Required work =
Count how many lines below contain the word "like", then give that number alone.

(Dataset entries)
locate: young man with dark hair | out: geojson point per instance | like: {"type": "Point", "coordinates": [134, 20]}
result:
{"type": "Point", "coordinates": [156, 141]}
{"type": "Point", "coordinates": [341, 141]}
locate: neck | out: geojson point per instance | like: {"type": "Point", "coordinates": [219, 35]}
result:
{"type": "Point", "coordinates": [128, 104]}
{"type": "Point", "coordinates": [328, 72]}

Result for this exercise =
2